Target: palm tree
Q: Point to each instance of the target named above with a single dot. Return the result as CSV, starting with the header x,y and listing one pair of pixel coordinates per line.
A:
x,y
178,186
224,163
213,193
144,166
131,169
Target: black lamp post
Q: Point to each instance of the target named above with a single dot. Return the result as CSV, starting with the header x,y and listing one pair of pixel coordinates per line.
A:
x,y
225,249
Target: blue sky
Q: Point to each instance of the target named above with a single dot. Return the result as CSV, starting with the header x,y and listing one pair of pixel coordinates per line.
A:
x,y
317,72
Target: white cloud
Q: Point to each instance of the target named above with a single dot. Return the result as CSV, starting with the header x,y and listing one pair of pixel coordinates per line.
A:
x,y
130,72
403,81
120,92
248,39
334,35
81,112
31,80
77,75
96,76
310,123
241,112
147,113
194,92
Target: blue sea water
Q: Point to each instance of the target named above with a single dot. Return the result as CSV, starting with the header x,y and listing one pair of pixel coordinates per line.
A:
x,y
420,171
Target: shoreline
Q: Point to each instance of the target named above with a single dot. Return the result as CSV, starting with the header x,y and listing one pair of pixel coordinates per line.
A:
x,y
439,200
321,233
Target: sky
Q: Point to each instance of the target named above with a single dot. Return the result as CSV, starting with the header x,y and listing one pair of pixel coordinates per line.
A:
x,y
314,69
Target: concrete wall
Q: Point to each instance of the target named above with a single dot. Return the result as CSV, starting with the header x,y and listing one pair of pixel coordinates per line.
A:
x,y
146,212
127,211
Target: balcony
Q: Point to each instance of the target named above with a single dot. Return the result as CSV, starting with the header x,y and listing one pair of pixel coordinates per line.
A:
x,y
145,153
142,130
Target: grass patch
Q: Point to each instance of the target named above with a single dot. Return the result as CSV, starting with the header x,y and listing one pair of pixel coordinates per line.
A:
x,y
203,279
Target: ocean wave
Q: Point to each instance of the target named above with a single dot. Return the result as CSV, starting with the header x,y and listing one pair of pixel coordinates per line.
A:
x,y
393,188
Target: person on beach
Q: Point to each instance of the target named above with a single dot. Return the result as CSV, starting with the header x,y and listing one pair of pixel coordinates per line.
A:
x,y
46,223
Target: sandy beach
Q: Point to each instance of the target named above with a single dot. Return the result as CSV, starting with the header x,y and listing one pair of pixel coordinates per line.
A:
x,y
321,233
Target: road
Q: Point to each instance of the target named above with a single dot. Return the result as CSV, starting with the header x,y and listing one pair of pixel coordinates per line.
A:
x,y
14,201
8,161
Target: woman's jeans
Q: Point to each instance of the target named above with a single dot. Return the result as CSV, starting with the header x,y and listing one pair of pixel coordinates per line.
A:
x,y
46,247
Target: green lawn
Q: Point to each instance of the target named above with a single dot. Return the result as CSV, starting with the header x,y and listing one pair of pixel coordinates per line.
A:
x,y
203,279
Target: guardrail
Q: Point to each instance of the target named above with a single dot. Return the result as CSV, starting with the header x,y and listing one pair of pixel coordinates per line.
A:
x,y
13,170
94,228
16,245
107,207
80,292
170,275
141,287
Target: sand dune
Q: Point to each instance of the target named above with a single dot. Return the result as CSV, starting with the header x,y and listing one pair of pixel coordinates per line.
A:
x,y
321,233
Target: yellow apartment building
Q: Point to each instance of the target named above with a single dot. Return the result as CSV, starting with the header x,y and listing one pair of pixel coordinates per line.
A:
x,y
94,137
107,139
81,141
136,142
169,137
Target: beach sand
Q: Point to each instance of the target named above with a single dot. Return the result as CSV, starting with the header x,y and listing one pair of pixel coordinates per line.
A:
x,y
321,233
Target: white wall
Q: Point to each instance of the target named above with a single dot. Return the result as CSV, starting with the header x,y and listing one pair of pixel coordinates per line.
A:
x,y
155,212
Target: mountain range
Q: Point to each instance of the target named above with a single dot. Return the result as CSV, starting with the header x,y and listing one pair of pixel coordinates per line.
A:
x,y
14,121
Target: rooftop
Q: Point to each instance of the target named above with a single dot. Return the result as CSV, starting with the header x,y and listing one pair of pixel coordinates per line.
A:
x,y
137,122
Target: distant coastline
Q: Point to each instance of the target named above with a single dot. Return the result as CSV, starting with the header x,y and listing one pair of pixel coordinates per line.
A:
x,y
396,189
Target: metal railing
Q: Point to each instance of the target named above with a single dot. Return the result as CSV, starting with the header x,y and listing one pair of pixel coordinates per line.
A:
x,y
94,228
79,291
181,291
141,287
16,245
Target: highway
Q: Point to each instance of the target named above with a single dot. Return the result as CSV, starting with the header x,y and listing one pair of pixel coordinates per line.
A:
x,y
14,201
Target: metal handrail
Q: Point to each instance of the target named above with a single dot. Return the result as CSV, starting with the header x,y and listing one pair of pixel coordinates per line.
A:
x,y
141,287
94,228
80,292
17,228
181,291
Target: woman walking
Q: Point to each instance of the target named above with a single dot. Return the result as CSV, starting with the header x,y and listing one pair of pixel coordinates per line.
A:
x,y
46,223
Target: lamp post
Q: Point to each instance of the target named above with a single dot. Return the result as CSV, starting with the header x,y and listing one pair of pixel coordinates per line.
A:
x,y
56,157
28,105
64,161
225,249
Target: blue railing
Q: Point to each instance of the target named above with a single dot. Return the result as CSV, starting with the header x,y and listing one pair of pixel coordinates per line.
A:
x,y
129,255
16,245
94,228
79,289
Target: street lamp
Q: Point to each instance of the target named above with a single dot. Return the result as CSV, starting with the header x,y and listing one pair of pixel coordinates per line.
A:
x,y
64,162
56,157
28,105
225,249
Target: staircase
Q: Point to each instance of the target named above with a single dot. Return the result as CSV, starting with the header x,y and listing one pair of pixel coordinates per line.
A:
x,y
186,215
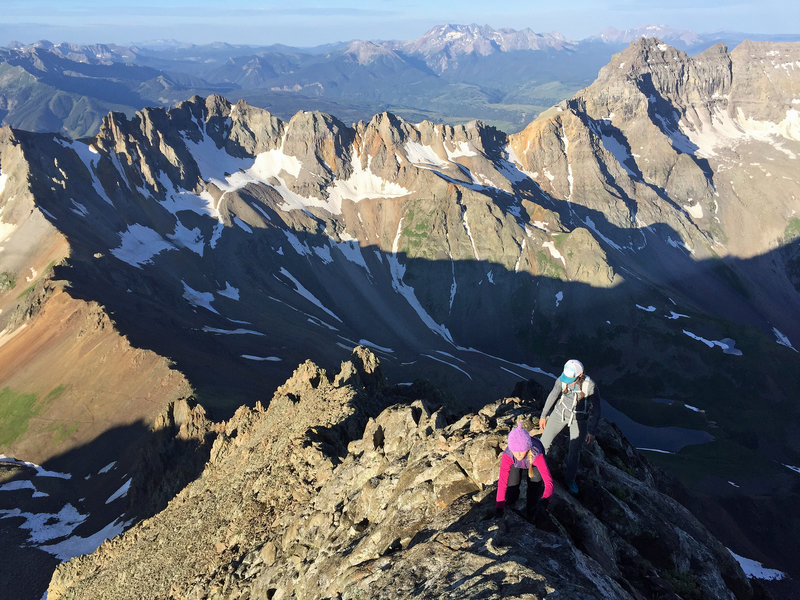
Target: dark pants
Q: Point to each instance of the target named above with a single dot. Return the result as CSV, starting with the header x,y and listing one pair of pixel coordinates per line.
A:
x,y
515,477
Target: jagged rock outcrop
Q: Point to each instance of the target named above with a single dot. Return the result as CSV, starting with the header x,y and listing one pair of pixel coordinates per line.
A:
x,y
309,498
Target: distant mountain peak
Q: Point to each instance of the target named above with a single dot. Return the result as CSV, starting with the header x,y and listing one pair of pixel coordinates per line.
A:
x,y
663,32
366,52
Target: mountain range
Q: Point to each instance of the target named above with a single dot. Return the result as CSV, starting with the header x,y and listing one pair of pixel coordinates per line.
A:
x,y
648,225
451,74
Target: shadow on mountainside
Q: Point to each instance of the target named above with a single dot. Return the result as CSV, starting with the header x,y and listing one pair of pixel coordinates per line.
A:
x,y
123,476
237,320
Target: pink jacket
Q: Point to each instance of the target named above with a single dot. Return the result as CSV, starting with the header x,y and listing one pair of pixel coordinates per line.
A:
x,y
506,462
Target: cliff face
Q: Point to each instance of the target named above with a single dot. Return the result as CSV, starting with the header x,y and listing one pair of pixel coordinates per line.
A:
x,y
310,498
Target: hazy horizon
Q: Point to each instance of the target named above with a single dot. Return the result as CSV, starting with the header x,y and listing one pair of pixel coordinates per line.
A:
x,y
310,23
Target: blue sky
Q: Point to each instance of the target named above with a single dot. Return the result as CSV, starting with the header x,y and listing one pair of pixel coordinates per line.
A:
x,y
313,22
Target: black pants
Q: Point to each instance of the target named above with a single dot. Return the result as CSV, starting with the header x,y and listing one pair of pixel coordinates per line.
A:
x,y
533,487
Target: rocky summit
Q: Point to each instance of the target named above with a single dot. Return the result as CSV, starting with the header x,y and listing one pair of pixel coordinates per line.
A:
x,y
311,497
193,256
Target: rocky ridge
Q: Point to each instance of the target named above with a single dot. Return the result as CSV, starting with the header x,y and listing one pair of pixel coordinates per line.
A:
x,y
311,497
235,244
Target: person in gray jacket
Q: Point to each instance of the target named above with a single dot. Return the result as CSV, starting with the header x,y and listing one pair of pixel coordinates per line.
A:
x,y
575,403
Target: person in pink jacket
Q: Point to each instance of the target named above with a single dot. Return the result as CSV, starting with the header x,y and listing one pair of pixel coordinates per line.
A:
x,y
522,458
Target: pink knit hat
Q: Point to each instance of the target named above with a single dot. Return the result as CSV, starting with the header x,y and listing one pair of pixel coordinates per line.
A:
x,y
519,440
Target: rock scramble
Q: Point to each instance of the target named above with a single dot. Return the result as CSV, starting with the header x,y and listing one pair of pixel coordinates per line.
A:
x,y
346,488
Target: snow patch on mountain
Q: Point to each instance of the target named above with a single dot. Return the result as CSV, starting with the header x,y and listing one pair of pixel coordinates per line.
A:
x,y
300,289
721,130
361,185
198,299
421,155
139,245
728,345
398,270
755,570
89,156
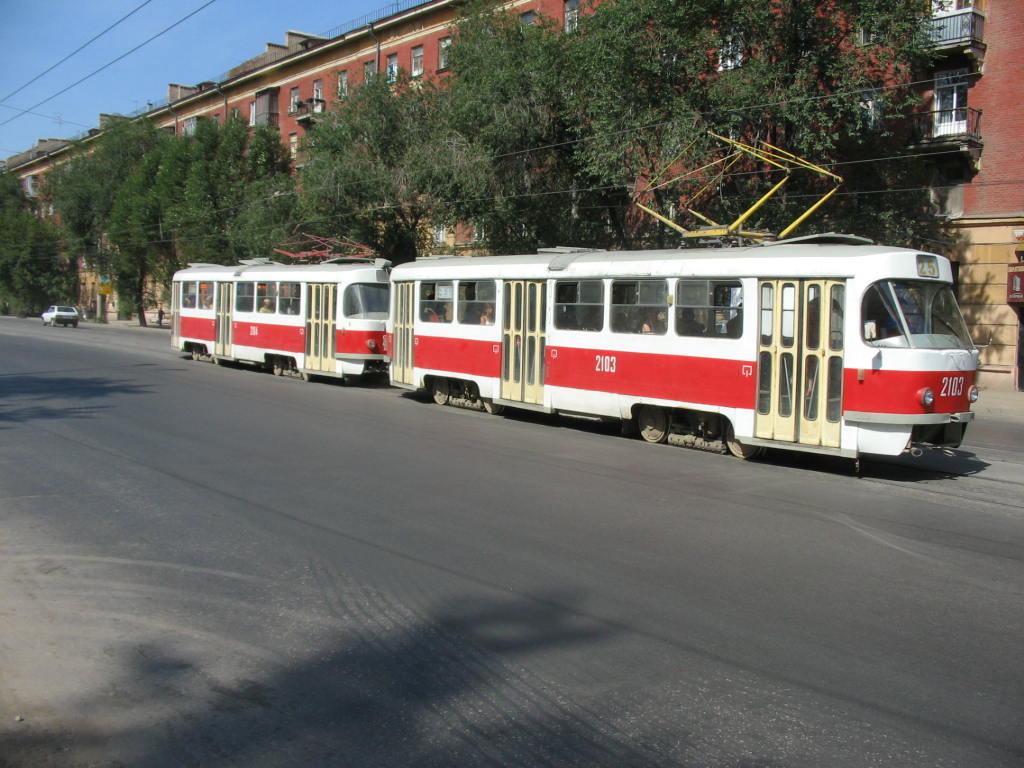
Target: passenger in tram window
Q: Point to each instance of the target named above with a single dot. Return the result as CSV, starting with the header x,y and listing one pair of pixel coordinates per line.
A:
x,y
688,325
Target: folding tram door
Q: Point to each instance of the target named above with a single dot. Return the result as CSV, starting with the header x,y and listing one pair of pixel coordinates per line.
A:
x,y
800,360
321,303
222,345
401,333
522,340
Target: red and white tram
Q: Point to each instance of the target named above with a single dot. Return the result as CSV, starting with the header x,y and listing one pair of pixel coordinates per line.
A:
x,y
316,320
825,343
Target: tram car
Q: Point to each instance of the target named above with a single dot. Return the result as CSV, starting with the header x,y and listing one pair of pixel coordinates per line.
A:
x,y
827,343
310,320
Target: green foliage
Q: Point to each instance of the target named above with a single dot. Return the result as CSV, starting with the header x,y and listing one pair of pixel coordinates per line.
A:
x,y
33,273
376,168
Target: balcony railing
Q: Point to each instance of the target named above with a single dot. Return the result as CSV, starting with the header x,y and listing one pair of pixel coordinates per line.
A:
x,y
962,29
961,126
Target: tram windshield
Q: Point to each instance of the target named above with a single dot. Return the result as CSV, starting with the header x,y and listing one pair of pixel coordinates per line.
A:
x,y
366,300
913,313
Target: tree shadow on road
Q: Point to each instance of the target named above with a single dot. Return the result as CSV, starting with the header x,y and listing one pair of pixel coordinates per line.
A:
x,y
26,397
443,690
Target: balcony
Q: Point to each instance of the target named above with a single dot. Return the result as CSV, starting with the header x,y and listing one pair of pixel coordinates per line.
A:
x,y
306,112
960,30
944,130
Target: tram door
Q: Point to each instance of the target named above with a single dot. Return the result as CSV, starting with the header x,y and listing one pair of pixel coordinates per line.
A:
x,y
322,298
222,345
522,340
401,333
800,360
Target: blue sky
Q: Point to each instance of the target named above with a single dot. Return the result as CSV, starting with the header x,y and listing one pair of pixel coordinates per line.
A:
x,y
35,35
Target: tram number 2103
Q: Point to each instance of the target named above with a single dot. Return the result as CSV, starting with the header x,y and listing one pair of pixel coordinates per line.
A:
x,y
952,386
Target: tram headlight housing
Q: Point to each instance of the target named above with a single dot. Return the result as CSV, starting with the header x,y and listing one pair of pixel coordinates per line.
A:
x,y
926,396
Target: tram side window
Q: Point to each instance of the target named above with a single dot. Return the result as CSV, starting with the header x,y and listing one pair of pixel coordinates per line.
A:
x,y
245,296
266,297
580,304
710,307
288,298
189,295
368,300
476,302
639,306
206,295
435,301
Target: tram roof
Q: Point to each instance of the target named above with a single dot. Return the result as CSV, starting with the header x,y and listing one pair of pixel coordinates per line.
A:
x,y
782,258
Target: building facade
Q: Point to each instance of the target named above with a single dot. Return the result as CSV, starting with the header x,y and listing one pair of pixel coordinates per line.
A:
x,y
968,129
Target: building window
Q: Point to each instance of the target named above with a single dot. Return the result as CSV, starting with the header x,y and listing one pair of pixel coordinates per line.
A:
x,y
730,54
417,68
571,14
950,102
442,49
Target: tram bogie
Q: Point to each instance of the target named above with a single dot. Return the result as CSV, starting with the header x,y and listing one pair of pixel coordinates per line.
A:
x,y
828,344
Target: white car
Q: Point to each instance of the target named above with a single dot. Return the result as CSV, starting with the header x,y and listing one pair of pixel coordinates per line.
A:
x,y
60,315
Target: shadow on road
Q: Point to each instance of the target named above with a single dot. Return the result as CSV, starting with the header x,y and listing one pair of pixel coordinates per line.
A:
x,y
26,397
441,691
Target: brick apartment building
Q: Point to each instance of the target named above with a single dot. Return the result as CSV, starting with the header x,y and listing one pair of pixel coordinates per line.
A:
x,y
969,128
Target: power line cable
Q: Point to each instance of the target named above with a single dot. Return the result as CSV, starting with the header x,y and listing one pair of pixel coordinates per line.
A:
x,y
111,64
77,50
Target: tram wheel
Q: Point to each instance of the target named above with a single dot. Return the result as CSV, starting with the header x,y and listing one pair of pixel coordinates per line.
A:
x,y
737,449
439,391
653,423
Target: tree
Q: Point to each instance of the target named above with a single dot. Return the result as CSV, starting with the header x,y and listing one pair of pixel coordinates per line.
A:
x,y
651,78
378,166
33,272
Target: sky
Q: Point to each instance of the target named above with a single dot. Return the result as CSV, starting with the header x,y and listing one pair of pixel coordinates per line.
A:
x,y
130,50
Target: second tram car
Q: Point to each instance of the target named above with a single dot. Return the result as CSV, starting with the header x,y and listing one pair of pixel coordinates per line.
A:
x,y
316,320
826,343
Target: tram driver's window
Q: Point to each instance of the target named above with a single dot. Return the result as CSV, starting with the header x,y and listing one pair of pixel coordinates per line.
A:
x,y
580,304
476,302
639,306
245,296
710,307
189,295
435,301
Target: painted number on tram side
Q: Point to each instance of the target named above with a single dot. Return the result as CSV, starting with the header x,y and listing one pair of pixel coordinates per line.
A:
x,y
952,386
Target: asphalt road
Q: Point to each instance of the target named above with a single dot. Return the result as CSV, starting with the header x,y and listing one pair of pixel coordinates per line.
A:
x,y
205,565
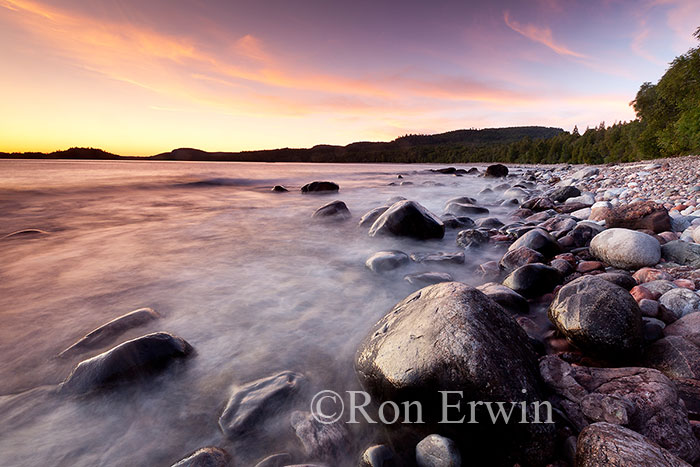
******************************
Work out how many lines in the records above hold the string "white", then give only that count.

4